-- EXTRACT PROVIDED --
╭──
Does the Lord’s Supper Need Ritual?

A close associate tells me he took a professional friend to a Sunday morning worship service in his church. It was the morning for the Lord’s Supper.

When the time came for communion, the pastor simply had the elements passed, virtually without comment. There was no explanatory ritual.

The layman who reported this admitted he went away from the service with a sense of holy disgust. His friend had little church background, was not a person of faith, and might therefore be mystified by those unexplained little cups and bits of bread. Or the absence of explanation may have robbed him of spiritual enlightenment.

Ritual, in the present case, means the prescribed words and actions that we use in church repeatedly to refresh memory, clarify understanding and deepen conviction. “The ritual of the Lord’s supper reinforces our understanding of Christ’s death and resurrection, and the grace He imparts as we remember.” Served with skill, and in the Spirit, the words themselves can do real work in communicants’ hearts and minds.
╰──
Continue the essay on ritual in the Lord's Supper, picking up after its last sentence.

-- DATA EXCERPTS --
╭──
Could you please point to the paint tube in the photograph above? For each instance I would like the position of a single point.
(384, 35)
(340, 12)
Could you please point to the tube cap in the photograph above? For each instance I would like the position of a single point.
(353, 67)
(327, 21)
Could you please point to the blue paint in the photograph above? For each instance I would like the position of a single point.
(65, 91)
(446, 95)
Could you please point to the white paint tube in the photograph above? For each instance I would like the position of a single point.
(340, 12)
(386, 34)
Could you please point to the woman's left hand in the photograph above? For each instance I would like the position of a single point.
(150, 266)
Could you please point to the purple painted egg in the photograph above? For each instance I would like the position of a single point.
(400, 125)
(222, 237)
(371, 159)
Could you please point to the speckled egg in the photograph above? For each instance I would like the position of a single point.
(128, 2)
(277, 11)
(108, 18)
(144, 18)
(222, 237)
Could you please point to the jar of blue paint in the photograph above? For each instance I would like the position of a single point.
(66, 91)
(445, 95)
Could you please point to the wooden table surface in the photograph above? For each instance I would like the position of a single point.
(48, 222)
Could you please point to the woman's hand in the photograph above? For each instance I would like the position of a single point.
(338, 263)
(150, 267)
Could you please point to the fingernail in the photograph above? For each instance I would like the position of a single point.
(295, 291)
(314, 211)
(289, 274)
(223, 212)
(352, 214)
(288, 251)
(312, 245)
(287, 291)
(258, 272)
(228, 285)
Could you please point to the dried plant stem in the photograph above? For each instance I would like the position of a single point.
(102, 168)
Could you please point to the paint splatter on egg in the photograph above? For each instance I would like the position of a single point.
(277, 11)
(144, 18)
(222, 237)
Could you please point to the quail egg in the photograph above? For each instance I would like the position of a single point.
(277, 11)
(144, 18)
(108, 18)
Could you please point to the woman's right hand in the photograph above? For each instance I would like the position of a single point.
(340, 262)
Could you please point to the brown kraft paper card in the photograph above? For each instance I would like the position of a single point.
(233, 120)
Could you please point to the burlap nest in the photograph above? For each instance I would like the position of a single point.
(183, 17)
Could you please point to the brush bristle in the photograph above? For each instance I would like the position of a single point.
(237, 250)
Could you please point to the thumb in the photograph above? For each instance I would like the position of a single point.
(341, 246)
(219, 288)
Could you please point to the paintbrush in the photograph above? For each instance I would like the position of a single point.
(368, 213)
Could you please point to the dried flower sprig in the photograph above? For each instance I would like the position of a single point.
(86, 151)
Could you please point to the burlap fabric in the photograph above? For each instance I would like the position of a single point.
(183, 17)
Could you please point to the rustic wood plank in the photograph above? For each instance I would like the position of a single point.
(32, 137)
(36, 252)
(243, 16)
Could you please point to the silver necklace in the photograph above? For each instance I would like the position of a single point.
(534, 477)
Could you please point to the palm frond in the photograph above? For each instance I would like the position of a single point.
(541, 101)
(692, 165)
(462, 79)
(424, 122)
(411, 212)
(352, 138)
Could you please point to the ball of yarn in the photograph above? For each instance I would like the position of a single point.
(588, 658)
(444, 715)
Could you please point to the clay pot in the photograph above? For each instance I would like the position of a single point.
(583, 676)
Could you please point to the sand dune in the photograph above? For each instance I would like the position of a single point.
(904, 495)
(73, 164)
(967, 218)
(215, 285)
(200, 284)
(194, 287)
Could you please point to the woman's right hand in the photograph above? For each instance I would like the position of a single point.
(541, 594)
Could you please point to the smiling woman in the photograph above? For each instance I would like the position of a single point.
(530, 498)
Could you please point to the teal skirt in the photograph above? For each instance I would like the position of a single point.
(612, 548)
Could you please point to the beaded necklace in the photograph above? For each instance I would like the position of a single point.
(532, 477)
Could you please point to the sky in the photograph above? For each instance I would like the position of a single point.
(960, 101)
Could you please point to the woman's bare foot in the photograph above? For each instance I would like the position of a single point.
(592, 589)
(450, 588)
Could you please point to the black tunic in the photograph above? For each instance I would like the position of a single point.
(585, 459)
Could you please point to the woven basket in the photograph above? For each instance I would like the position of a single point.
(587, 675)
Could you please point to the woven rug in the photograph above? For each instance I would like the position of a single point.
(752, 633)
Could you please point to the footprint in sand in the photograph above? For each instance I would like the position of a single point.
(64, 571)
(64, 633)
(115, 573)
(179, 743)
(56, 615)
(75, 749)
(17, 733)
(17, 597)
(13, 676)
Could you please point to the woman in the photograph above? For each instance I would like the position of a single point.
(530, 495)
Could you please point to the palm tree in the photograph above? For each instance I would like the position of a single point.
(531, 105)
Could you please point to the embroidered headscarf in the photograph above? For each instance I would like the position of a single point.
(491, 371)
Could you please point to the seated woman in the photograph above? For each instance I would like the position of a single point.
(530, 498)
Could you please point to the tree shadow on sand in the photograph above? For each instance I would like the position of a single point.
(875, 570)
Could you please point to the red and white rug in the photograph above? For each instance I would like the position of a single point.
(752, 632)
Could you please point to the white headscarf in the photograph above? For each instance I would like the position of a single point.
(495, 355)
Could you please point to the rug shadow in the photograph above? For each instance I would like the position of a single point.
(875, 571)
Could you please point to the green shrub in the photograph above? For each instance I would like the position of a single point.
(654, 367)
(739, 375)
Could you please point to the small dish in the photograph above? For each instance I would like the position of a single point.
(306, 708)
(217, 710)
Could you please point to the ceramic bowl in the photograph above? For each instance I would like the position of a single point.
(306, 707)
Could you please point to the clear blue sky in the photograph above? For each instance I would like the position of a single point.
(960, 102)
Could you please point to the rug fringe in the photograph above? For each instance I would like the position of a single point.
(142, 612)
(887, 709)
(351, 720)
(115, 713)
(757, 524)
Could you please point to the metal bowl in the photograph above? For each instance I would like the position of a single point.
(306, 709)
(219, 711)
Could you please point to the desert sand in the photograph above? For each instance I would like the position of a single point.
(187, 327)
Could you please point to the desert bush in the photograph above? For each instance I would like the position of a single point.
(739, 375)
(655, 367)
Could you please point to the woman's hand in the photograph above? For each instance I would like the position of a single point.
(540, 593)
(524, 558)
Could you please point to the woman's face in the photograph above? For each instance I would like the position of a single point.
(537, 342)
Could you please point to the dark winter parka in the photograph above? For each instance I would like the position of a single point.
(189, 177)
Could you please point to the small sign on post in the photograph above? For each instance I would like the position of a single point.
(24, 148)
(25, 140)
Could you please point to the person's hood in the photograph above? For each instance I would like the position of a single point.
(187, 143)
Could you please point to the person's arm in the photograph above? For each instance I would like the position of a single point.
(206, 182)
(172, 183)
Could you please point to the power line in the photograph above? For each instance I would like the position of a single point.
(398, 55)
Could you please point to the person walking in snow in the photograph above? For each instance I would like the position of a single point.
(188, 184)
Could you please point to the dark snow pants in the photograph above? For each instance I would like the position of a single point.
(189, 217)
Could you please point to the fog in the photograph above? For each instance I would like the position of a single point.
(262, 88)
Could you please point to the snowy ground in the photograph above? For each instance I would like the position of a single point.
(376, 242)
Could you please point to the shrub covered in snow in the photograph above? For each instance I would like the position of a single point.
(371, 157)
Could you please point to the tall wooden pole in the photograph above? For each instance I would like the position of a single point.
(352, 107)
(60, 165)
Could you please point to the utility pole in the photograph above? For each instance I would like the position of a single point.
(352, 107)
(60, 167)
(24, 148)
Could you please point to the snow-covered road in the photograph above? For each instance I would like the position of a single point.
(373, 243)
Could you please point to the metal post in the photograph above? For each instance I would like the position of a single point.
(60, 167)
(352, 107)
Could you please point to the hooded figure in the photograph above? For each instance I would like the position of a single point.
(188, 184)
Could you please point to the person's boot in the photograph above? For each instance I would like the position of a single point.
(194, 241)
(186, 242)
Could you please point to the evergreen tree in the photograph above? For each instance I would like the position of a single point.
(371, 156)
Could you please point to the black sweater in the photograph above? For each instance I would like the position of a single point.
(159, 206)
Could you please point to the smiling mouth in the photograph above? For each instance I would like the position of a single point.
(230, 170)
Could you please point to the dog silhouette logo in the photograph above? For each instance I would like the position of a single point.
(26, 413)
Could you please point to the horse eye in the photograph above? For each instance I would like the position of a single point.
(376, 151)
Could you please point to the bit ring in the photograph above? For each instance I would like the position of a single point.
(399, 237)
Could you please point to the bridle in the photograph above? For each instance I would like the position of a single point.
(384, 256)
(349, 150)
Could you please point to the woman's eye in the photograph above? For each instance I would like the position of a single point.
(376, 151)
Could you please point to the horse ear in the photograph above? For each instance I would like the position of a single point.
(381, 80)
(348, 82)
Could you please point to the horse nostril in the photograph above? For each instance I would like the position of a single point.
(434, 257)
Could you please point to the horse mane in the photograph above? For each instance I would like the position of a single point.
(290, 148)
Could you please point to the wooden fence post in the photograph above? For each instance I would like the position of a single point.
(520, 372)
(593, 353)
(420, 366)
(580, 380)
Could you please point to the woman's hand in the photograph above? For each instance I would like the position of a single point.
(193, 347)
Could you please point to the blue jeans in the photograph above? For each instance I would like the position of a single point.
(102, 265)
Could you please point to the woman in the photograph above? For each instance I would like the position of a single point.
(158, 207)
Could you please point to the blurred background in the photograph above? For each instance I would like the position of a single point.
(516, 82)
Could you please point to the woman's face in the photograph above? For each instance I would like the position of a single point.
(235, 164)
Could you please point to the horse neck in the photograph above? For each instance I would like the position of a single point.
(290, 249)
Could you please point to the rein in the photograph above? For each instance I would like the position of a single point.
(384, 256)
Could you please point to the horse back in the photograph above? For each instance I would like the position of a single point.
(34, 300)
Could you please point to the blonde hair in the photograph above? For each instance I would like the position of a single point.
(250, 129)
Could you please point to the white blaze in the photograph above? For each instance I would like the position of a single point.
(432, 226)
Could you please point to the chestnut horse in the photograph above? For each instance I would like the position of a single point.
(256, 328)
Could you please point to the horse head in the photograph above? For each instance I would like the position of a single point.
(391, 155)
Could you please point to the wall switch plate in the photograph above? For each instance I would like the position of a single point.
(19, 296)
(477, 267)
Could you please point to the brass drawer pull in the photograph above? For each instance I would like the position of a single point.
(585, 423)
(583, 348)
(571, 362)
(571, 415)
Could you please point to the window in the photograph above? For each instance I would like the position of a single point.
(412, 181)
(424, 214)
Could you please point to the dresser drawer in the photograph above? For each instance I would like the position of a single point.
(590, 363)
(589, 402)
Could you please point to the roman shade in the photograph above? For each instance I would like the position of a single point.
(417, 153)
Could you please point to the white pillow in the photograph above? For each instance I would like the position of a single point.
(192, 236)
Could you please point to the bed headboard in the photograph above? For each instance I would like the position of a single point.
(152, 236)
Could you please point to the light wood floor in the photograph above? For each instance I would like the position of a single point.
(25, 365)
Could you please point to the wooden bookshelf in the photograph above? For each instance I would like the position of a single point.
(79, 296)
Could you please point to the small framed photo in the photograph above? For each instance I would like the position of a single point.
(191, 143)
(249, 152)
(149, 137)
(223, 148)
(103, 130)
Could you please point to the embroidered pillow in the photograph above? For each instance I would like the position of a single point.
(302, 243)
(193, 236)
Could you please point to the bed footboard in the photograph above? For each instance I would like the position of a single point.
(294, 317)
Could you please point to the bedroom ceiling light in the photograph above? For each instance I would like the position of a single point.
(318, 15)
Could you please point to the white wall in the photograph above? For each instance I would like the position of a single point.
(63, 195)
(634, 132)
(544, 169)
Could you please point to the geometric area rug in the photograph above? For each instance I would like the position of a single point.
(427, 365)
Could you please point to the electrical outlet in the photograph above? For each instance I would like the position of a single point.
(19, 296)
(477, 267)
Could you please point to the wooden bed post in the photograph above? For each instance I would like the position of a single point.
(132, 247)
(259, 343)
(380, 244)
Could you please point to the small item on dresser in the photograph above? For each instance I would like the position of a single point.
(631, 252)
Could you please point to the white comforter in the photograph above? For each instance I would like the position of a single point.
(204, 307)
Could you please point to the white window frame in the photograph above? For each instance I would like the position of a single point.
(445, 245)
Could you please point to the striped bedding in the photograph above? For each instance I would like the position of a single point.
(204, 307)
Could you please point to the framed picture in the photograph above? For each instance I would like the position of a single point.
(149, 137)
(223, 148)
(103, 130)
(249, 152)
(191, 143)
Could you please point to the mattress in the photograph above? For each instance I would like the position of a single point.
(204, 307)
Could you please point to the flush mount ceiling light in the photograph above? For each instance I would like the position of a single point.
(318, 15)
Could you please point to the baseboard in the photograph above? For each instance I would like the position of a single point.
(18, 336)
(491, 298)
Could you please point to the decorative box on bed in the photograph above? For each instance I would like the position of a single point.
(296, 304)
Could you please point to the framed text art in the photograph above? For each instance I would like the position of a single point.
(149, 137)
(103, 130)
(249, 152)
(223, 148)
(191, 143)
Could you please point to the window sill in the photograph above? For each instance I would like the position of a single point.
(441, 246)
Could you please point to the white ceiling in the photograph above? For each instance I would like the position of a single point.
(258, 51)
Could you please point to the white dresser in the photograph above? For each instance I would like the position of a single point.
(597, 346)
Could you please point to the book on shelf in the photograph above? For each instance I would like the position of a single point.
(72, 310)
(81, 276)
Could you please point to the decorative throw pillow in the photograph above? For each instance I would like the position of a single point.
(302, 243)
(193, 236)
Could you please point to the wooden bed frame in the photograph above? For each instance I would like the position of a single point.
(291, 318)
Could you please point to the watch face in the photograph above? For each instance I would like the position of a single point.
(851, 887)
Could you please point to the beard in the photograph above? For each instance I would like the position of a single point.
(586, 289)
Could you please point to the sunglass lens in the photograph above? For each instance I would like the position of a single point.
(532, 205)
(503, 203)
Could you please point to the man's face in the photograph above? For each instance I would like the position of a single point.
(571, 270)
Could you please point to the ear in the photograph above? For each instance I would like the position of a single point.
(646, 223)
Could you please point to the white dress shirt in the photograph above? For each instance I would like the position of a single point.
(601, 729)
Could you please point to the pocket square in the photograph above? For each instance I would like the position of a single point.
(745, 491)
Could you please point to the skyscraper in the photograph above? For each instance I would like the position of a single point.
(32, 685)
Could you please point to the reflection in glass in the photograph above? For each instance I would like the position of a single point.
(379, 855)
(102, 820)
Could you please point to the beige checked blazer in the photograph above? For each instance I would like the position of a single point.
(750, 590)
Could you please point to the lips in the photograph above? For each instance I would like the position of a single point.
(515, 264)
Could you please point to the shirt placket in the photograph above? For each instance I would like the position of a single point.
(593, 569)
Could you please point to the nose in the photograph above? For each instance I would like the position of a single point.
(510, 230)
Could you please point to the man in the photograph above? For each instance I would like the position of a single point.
╰──
-- RESPONSE --
Our forefathers bequeathed to us the core arrangement of these words to accompany the symbolic actions of the Lord’s Supper. What value should we seek in them? (1) They define who may partake. (2) They review for us the meaning of Christ’s atonement. (3) They remind us that repentance is always needed in the Christian life, and they prompt us to repent. (4) They also prompt us to review the seriousness of our commitment to Christ. (5) They unite us as a body around common declared Christian beliefs. (6) And above all, they prompt us to give thanks — eucharist! Who can question these values?

Without the words, only the communicants have an understanding of what the acted ritual is saying, and even they may need the detailed reminder.

When I was a college pastor, I sometimes had communion for the whole of Sunday afternoon in 30-minute segments. First it was for college freshmen who were believers or seekers, then for the sophomores, followed by the juniors and then seniors. During the last 90 minutes I served the three large adult Sunday School classes, serving the eldest last.

It was not lost on me that the oldest seemed to feel the deepest gratitude. There were tears. I assumed it was because those who had served the Lord the longest understood and felt the need for atonement most deeply. The depth of gratitude seemed to be the fruit of a deep and mature faith.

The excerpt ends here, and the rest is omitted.